__SELECTED TEXT__.
'''

Article by MM Sharma, Head Competition Law & Policy Practice, Vaish Associates, Advocates, New Delhi, India

The ongoing "battle" between the International Air Transport Association (IATA) and the Air Cargo Agents Association of India (ACAAI) over the implementation of the Cargo Accounts Settlement System (CASS) in India does not seem to be getting over! The "battle on CASS" as I would prefer calling it, between IATA and ACAAI, going on since 2012 and the "turf" is the Fair Market Watchdog, the Competition Commission of India (CCI)! Interestingly, the implementation of CASS by member airlines in India was made mandatory by IATA with effect from 1.6.2015 but the members of ACAAI have been opposing it (unsuccessfully so far) since 2012 before the CCI.

Here is the latest! CCI vide its order dated 31 March 2021, has again dismissed the allegations of abuse of dominance against the IATA in the relevant market "for account settlement services in respect of air cargo segment in India'.

Let us quickly have a relook at the background, duly captured in my blogs since beginning.

'''

__MATERIAL FOR THIS TASK__.

'''

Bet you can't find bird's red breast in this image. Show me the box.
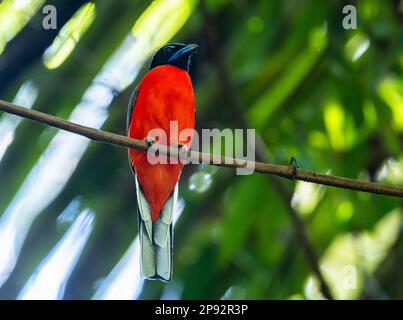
[128,65,195,221]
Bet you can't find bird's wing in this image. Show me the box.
[135,177,156,278]
[126,88,139,134]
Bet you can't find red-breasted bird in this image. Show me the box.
[127,43,197,281]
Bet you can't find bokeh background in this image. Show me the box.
[0,0,403,299]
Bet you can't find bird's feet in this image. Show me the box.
[290,156,299,180]
[144,137,155,148]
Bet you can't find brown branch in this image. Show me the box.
[0,100,403,198]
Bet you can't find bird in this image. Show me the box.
[126,43,198,282]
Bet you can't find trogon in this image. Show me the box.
[127,43,197,281]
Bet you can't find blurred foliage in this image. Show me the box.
[0,0,403,299]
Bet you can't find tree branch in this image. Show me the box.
[0,100,403,198]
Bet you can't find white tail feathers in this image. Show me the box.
[136,178,178,281]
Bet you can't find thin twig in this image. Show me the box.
[0,100,403,198]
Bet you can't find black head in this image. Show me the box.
[150,43,197,72]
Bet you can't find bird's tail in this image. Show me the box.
[137,179,178,281]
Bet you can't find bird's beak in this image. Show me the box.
[168,44,198,62]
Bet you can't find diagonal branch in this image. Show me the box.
[0,100,403,198]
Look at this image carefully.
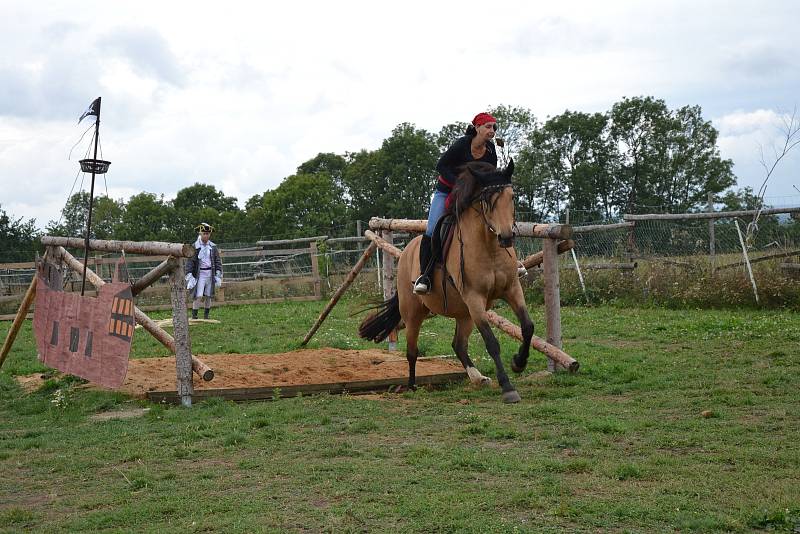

'''

__WHAT YOU WILL DO__.
[A] Reproduce the passage of the article on the CASS dispute from "Article by MM" to "before the CCI.".
[B] Format the lines of the records from the line with "Bet you can't find bird's tail" through the end of the records as a JSON list of strings, one string per line. Leave out the pictures and any blank lines.

__REPLIES__.
[A]
Article by MM Sharma, Head Competition Law & Policy Practice, Vaish Associates, Advocates, New Delhi, India

The ongoing "battle" between the International Air Transport Association (IATA) and the Air Cargo Agents Association of India (ACAAI) over the implementation of the Cargo Accounts Settlement System (CASS) in India does not seem to be getting over! The "battle on CASS" as I would prefer calling it, between IATA and ACAAI, going on since 2012 and the "turf" is the Fair Market Watchdog, the Competition Commission of India (CCI)! Interestingly, the implementation of CASS by member airlines in India was made mandatory by IATA with effect from 1.6.2015 but the members of ACAAI have been opposing it (unsuccessfully so far) since 2012 before the CCI.

[B]
[
  "Bet you can't find bird's tail in this image. Show me the box.",
  "[137,179,178,281]",
  "Bet you can't find bird's beak in this image. Show me the box.",
  "[168,44,198,62]",
  "Bet you can't find diagonal branch in this image. Show me the box.",
  "[0,100,403,198]",
  "Look at this image carefully."
]